### Исходный текст
※
Панова группирует героев таким образом, что одна индивидуальная биография взаимодействует с другой, самостоятельные человеческие истории перекликаются по мотивам, дополняют друг друга, сближаются по сходству или разнятся по контрасту, составляя все вместе единую повесть о судьбе современников, о разнообразии и сложности их исторического бытия.
Как это свойственно Пановой, некоторые конкретные, вещественные мотивы ее повествования имеют и более широкий, обобщенный смысл. Герои «Спутников» впервые открываются нам поздней ночью, во время обхода поезда, которым Данилов заканчивает свой обычный трудовой день. И вместе с тем «ночной» колорит первой части отражает наиболее мрачную пору войны — горечь отступления, боль первых потрясений, разлук, утрат, всеобщую тревогу, вызванную непредвиденным, трагическим разворотом событий.
Во второй части («Утро») время обозначено новыми приметами и чертами. От первых недель войны действие передвинуто на лето 1942 года. Война стала повседневным бытом. Этот быт приобрел устойчивость, в нем обнаружилась своя закономерность, своя повторяемость, свой ритм. Так в «Спутниках» появляются главы, дающие своего рода типологию жизни военно-санитарного поезда в дни войны. Все подробности порожнего рейса («С востока на запад») и рейса груженого («С запада на восток») воспринимаются как своеобразные меры времени, которыми отсчитывается для героев тяжелый пульсирующий ритм их жизни. Время для них измеряется не сутками, не неделями, не месяцами, а именно рейсами, периодически возвращающими их к бесконечному потоку человеческого горя, страданий, крови, которые оставляет за собой война.
※
### Поставленная задача 1
Какие строки записей ниже содержат слово «ladder»? Выберите и выпишите каждую такую строку, учитывая регистр букв.

### Предоставленные записи
※
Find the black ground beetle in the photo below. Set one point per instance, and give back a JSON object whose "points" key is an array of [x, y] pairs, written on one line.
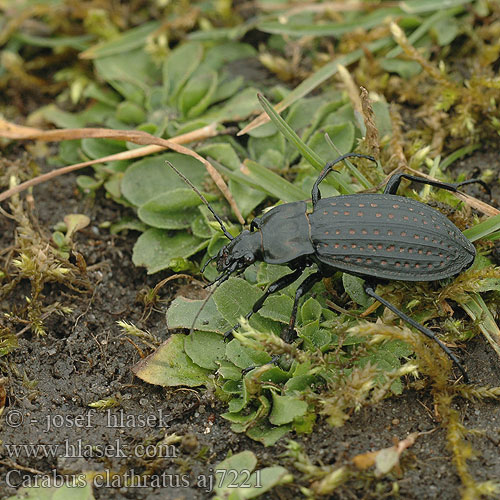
{"points": [[374, 236]]}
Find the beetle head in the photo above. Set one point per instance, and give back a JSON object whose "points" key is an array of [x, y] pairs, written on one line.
{"points": [[240, 252]]}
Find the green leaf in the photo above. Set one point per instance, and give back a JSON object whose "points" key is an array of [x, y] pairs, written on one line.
{"points": [[239, 107], [314, 159], [156, 249], [205, 348], [445, 31], [175, 209], [246, 197], [97, 148], [286, 409], [54, 42], [150, 177], [182, 312], [271, 183], [266, 434], [130, 113], [221, 54], [421, 6], [376, 18], [310, 310], [180, 65], [244, 357], [197, 94], [328, 70], [277, 308], [222, 152], [354, 286], [170, 366], [127, 223], [483, 229], [341, 135], [474, 305], [234, 298], [132, 85], [405, 69], [128, 41]]}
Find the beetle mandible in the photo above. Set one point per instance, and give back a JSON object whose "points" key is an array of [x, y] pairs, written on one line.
{"points": [[373, 236]]}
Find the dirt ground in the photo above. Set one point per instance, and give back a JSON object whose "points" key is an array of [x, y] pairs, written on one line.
{"points": [[85, 358]]}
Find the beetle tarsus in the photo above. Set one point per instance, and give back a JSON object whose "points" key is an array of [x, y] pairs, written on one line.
{"points": [[422, 329]]}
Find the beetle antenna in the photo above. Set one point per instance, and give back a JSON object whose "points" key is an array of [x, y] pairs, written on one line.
{"points": [[201, 309], [219, 280], [208, 262], [204, 200]]}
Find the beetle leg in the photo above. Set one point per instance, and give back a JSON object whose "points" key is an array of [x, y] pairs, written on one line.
{"points": [[422, 329], [289, 334], [255, 224], [315, 194], [278, 285], [393, 184]]}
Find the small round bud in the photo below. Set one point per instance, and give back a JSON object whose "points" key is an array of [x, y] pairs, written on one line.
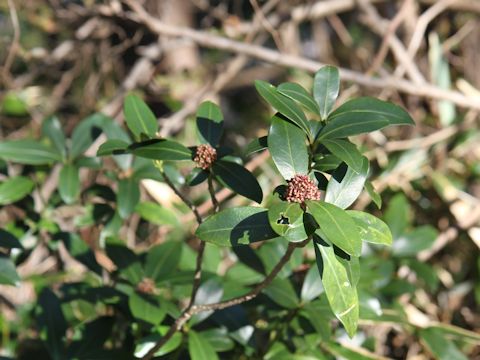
{"points": [[205, 156], [301, 188]]}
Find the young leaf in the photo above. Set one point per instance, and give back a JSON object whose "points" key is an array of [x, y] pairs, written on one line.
{"points": [[160, 149], [346, 151], [286, 143], [209, 123], [128, 196], [343, 193], [286, 219], [326, 85], [69, 183], [372, 229], [52, 128], [298, 93], [139, 118], [283, 104], [113, 147], [337, 225], [236, 226], [363, 115], [341, 295], [238, 179], [28, 152], [199, 348], [14, 189]]}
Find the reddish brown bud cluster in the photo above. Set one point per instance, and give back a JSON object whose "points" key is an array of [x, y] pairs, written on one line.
{"points": [[205, 156], [301, 188], [146, 286]]}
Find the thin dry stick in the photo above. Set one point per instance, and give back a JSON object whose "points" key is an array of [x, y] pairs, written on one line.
{"points": [[195, 309], [275, 57]]}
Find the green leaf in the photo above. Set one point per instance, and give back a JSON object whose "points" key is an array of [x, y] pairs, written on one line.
{"points": [[312, 285], [9, 241], [374, 195], [286, 219], [238, 179], [156, 213], [139, 118], [199, 348], [236, 226], [439, 346], [337, 225], [326, 85], [69, 183], [28, 152], [52, 128], [209, 123], [162, 260], [372, 229], [160, 149], [411, 243], [85, 133], [282, 292], [14, 189], [128, 196], [286, 143], [341, 295], [283, 104], [298, 93], [346, 151], [8, 273], [256, 145], [113, 147], [52, 324], [146, 308], [344, 192], [363, 115]]}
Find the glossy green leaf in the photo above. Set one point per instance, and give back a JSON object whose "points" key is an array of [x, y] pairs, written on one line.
{"points": [[139, 118], [162, 260], [14, 189], [363, 115], [283, 104], [52, 128], [160, 149], [9, 241], [146, 308], [69, 183], [236, 226], [238, 179], [256, 145], [371, 228], [199, 348], [326, 85], [128, 196], [8, 273], [286, 219], [312, 285], [85, 133], [287, 145], [209, 123], [341, 295], [113, 147], [282, 292], [346, 151], [156, 214], [28, 152], [337, 225], [344, 192], [296, 92]]}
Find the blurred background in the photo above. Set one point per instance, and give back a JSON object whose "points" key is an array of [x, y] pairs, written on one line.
{"points": [[72, 58]]}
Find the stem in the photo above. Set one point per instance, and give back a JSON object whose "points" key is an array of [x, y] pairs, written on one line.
{"points": [[195, 309]]}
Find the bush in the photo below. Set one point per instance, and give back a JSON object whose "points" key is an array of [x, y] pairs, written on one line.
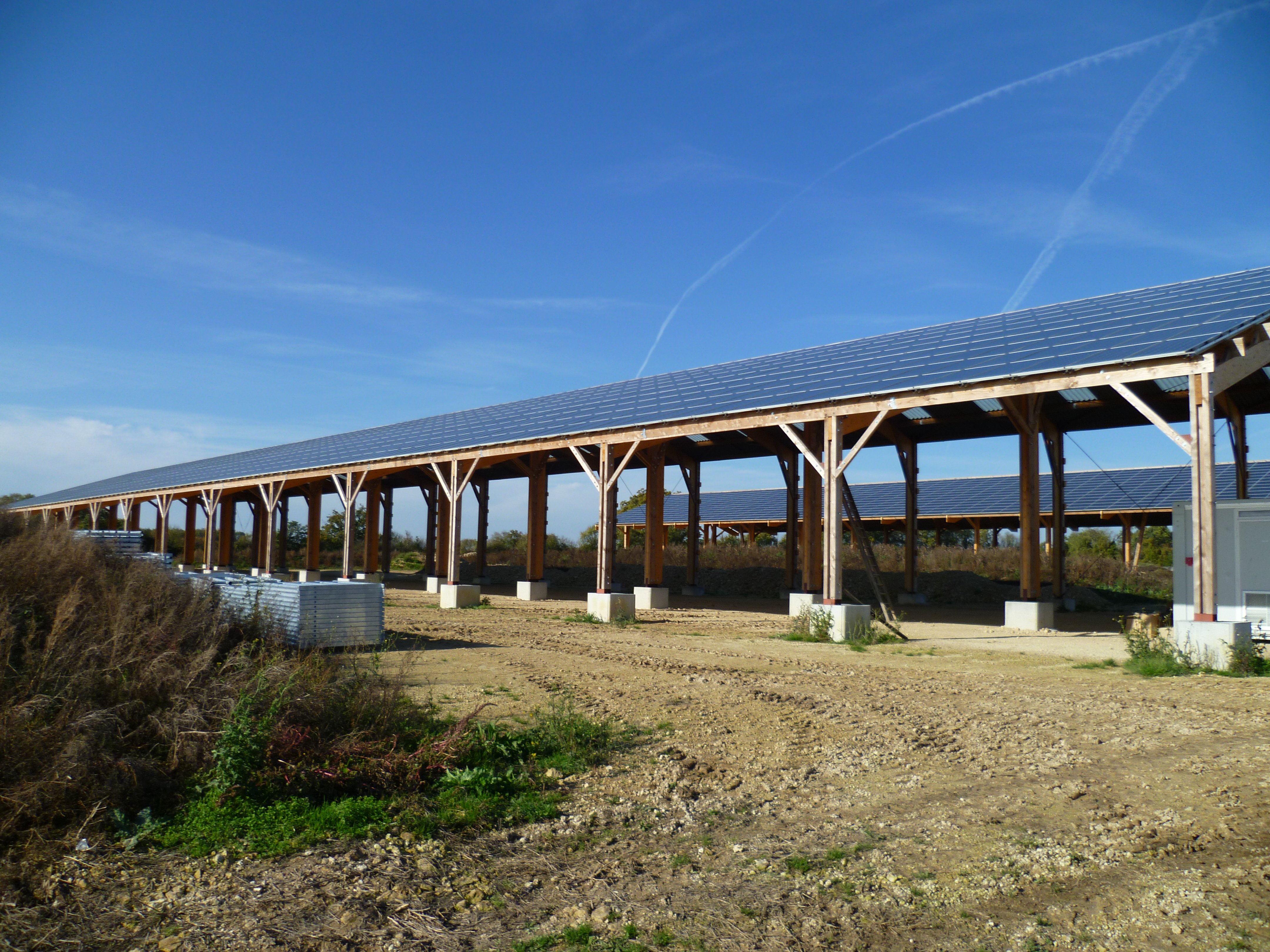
{"points": [[133, 696]]}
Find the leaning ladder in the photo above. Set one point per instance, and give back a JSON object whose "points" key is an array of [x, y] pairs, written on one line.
{"points": [[872, 570]]}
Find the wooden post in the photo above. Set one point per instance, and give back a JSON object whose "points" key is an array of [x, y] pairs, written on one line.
{"points": [[313, 544], [1024, 413], [187, 552], [906, 450], [481, 489], [1237, 428], [537, 522], [691, 471], [789, 473], [255, 555], [271, 494], [654, 514], [1029, 517], [831, 583], [454, 484], [371, 544], [387, 537], [284, 513], [605, 536], [348, 487], [229, 513], [606, 484], [442, 542], [813, 508], [430, 539], [1203, 498], [1058, 513]]}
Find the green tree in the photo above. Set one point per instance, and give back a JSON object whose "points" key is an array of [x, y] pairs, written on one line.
{"points": [[1093, 542], [333, 532], [1157, 546]]}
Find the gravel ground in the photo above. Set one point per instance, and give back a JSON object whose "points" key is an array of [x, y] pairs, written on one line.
{"points": [[970, 790]]}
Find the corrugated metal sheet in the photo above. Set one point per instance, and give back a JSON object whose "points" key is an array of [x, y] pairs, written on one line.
{"points": [[1088, 490], [1133, 326], [312, 614]]}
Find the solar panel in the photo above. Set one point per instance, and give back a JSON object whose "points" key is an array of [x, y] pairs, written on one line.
{"points": [[1088, 490], [1151, 323]]}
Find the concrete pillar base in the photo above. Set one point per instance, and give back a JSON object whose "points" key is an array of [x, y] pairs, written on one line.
{"points": [[460, 596], [651, 597], [610, 606], [1030, 616], [1211, 644], [803, 600], [531, 591], [848, 621]]}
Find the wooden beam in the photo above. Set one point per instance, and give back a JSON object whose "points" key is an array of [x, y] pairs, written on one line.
{"points": [[1149, 412], [1231, 372]]}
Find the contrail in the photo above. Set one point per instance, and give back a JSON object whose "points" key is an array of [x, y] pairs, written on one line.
{"points": [[1172, 76], [1118, 53]]}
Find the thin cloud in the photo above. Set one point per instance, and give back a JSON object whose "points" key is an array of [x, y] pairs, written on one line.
{"points": [[1070, 69], [1172, 76], [68, 224], [693, 167]]}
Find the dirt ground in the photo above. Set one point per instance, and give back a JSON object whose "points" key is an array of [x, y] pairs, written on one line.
{"points": [[970, 790]]}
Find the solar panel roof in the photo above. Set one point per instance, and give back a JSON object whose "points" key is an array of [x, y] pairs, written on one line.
{"points": [[1172, 320], [1088, 490]]}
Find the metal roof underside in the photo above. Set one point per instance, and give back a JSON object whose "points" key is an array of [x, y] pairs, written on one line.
{"points": [[1088, 490], [1173, 320]]}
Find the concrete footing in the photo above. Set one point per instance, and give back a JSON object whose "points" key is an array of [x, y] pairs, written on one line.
{"points": [[803, 600], [649, 597], [460, 596], [1211, 644], [848, 621], [1030, 616], [610, 606], [531, 591]]}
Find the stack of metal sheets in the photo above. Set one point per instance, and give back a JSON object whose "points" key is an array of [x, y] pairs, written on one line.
{"points": [[312, 614], [125, 541]]}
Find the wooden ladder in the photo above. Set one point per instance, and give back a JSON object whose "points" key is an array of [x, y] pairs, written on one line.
{"points": [[872, 570]]}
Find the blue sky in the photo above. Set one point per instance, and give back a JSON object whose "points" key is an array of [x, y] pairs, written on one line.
{"points": [[225, 227]]}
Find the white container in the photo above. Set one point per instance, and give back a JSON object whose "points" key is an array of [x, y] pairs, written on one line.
{"points": [[1243, 554]]}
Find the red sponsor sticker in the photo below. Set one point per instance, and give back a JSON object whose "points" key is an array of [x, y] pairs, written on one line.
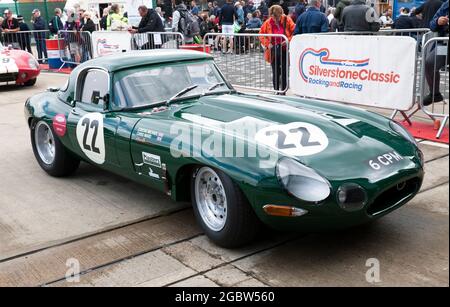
※
### Поставленная задача 2
Перепишите фрагмент текста о «Спутниках» Пановой от «Панова группирует героев» до «трагическим разворотом событий.» включительно, заменив «поздней ночью» на «ранним утром».

### Полный ответ 1
Find the leaning ladder in the photo above. Set one point per instance, and give back a JSON object whose "points" key is an array of [x, y] pairs, written on one line.
Find the wooden ladder in the photo above. Set one point per instance, and give back a JSON object whose "points" key is an array of [x, y] pairs, written on one line.

### Полный ответ 2
Панова группирует героев таким образом, что одна индивидуальная биография взаимодействует с другой, самостоятельные человеческие истории перекликаются по мотивам, дополняют друг друга, сближаются по сходству или разнятся по контрасту, составляя все вместе единую повесть о судьбе современников, о разнообразии и сложности их исторического бытия.
Как это свойственно Пановой, некоторые конкретные, вещественные мотивы ее повествования имеют и более широкий, обобщенный смысл. Герои «Спутников» впервые открываются нам ранним утром, во время обхода поезда, которым Данилов заканчивает свой обычный трудовой день. И вместе с тем «ночной» колорит первой части отражает наиболее мрачную пору войны — горечь отступления, боль первых потрясений, разлук, утрат, всеобщую тревогу, вызванную непредвиденным, трагическим разворотом событий.